* _Data extract_
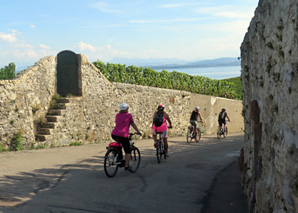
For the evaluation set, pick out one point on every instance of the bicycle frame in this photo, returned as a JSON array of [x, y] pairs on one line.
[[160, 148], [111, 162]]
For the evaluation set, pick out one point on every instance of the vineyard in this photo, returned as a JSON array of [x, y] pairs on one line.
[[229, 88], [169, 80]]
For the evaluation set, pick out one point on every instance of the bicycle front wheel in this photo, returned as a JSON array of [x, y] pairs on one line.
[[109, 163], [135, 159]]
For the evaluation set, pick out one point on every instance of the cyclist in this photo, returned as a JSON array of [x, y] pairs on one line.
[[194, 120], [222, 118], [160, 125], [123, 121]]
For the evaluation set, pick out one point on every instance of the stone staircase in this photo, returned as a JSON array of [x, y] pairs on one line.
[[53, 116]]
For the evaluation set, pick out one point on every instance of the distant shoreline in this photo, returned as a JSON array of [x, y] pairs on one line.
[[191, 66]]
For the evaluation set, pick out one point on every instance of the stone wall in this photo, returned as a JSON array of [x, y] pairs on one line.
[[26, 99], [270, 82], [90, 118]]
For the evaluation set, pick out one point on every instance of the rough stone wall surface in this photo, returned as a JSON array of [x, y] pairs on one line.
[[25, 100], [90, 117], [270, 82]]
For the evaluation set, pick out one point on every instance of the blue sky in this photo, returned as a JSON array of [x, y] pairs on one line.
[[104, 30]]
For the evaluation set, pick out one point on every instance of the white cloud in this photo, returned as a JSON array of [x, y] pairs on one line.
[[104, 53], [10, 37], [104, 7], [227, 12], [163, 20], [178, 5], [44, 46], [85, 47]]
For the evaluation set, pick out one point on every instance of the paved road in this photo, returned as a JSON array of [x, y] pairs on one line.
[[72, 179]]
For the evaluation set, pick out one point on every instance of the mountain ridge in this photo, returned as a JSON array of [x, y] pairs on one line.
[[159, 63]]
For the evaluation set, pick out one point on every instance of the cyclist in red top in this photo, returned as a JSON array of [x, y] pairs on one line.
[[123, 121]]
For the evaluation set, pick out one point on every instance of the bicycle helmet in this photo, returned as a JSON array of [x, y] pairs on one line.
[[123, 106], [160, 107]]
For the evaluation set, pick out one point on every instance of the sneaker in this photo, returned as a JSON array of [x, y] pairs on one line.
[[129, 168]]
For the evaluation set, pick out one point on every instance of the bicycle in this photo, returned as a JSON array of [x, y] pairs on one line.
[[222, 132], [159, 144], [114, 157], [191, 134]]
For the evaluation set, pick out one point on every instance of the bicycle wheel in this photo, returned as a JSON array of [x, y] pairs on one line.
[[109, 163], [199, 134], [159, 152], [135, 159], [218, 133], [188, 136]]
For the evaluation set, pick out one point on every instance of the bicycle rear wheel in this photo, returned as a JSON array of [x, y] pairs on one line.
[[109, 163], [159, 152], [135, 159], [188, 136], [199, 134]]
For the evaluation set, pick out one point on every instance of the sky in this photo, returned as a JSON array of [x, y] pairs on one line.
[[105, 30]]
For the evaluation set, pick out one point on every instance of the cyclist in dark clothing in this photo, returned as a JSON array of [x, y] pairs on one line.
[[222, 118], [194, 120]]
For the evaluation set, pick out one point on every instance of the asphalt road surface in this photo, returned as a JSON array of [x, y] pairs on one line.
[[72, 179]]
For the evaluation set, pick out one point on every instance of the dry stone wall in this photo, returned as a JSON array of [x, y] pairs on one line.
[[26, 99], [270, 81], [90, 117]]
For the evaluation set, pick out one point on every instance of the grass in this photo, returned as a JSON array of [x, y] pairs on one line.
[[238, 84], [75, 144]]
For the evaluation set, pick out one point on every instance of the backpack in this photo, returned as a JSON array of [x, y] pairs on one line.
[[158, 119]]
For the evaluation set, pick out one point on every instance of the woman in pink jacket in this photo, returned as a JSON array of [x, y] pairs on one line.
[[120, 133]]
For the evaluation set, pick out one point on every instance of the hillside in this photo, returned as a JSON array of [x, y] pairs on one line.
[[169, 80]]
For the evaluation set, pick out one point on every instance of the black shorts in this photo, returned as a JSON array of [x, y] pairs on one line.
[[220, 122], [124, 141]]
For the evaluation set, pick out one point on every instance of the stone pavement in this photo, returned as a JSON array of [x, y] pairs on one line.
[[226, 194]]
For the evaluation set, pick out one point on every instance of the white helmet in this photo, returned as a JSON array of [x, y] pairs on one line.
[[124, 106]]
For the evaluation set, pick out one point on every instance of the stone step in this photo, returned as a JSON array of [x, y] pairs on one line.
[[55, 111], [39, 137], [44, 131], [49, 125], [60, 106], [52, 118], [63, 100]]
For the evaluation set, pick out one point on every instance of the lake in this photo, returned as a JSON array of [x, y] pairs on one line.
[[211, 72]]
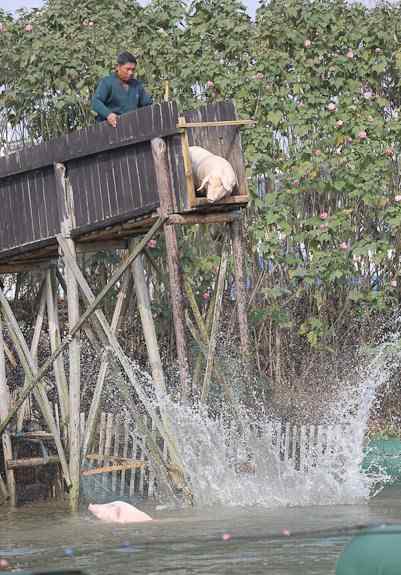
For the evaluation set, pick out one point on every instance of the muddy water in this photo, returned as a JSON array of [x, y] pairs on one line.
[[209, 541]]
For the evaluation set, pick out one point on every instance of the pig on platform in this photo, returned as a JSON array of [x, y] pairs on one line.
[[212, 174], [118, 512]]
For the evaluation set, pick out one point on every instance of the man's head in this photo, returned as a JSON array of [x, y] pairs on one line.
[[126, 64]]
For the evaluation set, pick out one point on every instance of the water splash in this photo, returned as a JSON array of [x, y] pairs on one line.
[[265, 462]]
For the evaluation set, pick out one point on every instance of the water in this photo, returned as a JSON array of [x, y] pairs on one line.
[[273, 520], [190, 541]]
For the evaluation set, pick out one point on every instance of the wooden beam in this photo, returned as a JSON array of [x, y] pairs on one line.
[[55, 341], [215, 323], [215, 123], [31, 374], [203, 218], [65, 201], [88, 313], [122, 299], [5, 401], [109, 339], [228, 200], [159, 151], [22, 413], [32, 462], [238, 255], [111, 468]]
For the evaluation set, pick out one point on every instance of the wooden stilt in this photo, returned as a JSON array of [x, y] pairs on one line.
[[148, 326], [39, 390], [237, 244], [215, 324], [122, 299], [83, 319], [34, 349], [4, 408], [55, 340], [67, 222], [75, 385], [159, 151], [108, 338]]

* _Do this_
Each entry above should be reproduced exactly, with the pictures removed.

* _Output below_
For the evaluation set, pick out one point on every instance of the bicycle frame in this photo, returned as a JSON array of [x, y] pairs on one line.
[[160, 148], [111, 162]]
For the evaluation set, pick out one point on every instance of the vineyard in this photo, returned as a JSON array of [x, y] pairs on one line.
[[229, 88], [169, 80]]
For the evaluation set, pick out one point on every instance of the bicycle front wheel in this photo, returned as a JSON array of [x, y] pairs on one line.
[[109, 163], [135, 159]]
For the evaluation set, pick out one point on every instance of the cyclist in this photo, returned as a JSON array of [x, y] pairs on one line.
[[194, 120], [222, 118], [160, 125], [123, 121]]
For the evaluation set, pick out one point on every instance of the stone staircase in this photo, returned as a JSON array of [x, y] pairs on one line.
[[53, 116]]
For the evaluation set, pick out one point on every instance of the distant shoreline in this photo, returned as a JSON array of [x, y] pairs on one line.
[[191, 66]]
For the evaluation set, pick out one point on every instance of the stone wall in this photo, returned as a JSON array of [x, y] pairs on one line.
[[26, 99], [270, 82], [90, 118]]
For the evaluation set, pick out one point on every instance of the rough stone wall surface in this photo, returned as a JSON array of [x, y] pairs on one line.
[[25, 100], [90, 117], [270, 82]]
For the evaluation set, pick out one point on every instance of the blue sky in this photo, returned as a JSON array of [x, y] pairs on one line.
[[104, 30]]
For the evaluation set, pick out one point on every instance of the white cloud in this photo, returned as a JSON array of [x, y] pairs on one line.
[[104, 53], [10, 37], [104, 7], [227, 12], [163, 20], [178, 5], [44, 46], [85, 47]]
For the evaluation set, pick out one point on every instance of the paved road in this photo, returned as a JSON array of [x, y] pairs on one line.
[[72, 179]]
For the evaluation set, pick out one point on every instance of the mountain ridge in this photo, returned as a JSON array of [x, y] pairs on one line.
[[159, 63]]
For the evaluation set, pick out one point on every instance of the cyclist in red top in this photo, returned as a JSON array of [x, y] pairs on one line.
[[123, 121]]
For the evaluation set, pick out one point on every instance of the bicycle helmet in this photo, returned as a JSON array of [x, y] pairs on one line.
[[123, 106], [160, 107]]
For the evaluation set, pick out one point on every instance of the sneaker in this photo, returned as a JSON array of [x, y] pairs on one line.
[[129, 168]]
For the evaluation set, pick out one point on every instance of the bicycle in this photo, returned as a JSON array of [x, y] pairs on one line.
[[222, 132], [159, 144], [114, 157], [191, 134]]
For the evaluation set, pick out one point on every instance of the bicycle wheel in this photo, returned as a JSON array of [x, y] pairs on one line.
[[109, 163], [199, 134], [159, 152], [135, 159], [218, 133], [188, 136]]
For the evaluation set, pick out one point on every instance of the bicycle rear wheel in this photo, returned as a JSON array of [x, y] pairs on one line.
[[109, 163], [159, 152], [135, 159], [188, 136], [199, 134]]
For the evaluation set, pick out one point on every instance of the sky in this photo, returned as a JSON array of [x, y] pairs on one line.
[[105, 30]]
For the evaluation set, pick out one point on every instance of the cyclist in dark clothing in this photo, returned as a JSON array of [x, y] pairs on one line.
[[222, 118], [194, 120]]
For the evaluation set, pick out one point on every instance of the asphalt road surface in this photo, returned as a JSON array of [x, y] pairs on one line.
[[72, 179]]
For the evaluation set, pick out one point on every instance of the dry stone wall in this photo, returned as a JSON array of [x, y] pairs on one line.
[[26, 99], [270, 81], [90, 117]]
For the evaluation set, pick out one point on every instance of the grass in this photo, returned as a JSON array of [x, y] pairs on one line.
[[238, 84], [75, 144]]
For the evaluation set, pick out one point on every instance of the backpack in this photo, returned as a JSON array of [x, y] pairs on one line.
[[158, 119]]
For the evaluation set, pick out one point on every instance of the woman in pink jacket in this photo, returned as a JSON array of [x, y] pairs on one line.
[[120, 133]]
For the evaluation set, pick out one point on every instance of the hillside in this photo, returned as a JSON array of [x, y] pairs on one line.
[[169, 80]]
For the evaluation set, pick out one point on every instance of the black shorts in this photo, returned as a JSON array of [x, y] pairs on one line.
[[220, 122], [124, 141]]
For the evaluation set, pick out one point on every instance of the stone pavement in this photo, returned as a JSON array of [x, y] pairs on one line.
[[226, 194]]
For the evaluation set, pick out one point on every instance of the white helmet in this photo, returned as a JSON array of [x, y] pairs on one line.
[[124, 106]]
For the evaluation set, pick out one point on every instance of the stone step in this photo, returned as a JSON array of [x, y] pairs on one line.
[[55, 111], [39, 137], [44, 131], [49, 125], [60, 106], [52, 118], [63, 100]]
For the evaluation set, pick out one point on every instance of the lake in this photo, returned as a JSON array of [x, y] pairs on one line.
[[211, 72]]
For the evaluation set, pick out one point on every instance of the muddy water in this photo, returned as a JSON array of [x, y] pairs on one line.
[[209, 541]]
For the evaluation set, pick out one point on every instance of the pig on platform in this photo, returned as a JSON array of [x, y] pairs on one line.
[[212, 174], [118, 512]]
For the evaluation set, pick out one point on every instance of the man's head in this photo, returned as a JSON array of [x, y] pairs on one line.
[[126, 64]]
For the evaluation set, pick out one point on every instance of the water splash in this photo, returned as a JSON array of [x, y] pairs on one line.
[[265, 462]]
For the evaluation set, pick out one point on every instance of the water in this photo, returned as a JSON array of [x, y] pairs on one line.
[[273, 520], [190, 541]]
For the evaluation set, pick out one point on every instance of the wooden beam in this photo, returned as a JSON array of [x, y] pairs on one line.
[[55, 341], [215, 323], [215, 123], [31, 374], [203, 218], [65, 201], [88, 313], [122, 299], [5, 401], [109, 339], [228, 200], [159, 151], [22, 413], [32, 462], [238, 255], [111, 468]]
For the evaluation set, pick out one point on every instance of the wooden stilt in this photo, returned as a JSON array of [x, y] pairs on one line.
[[148, 326], [39, 390], [237, 244], [215, 324], [122, 299], [83, 319], [34, 349], [4, 408], [55, 340], [67, 222], [75, 385], [159, 151], [108, 338]]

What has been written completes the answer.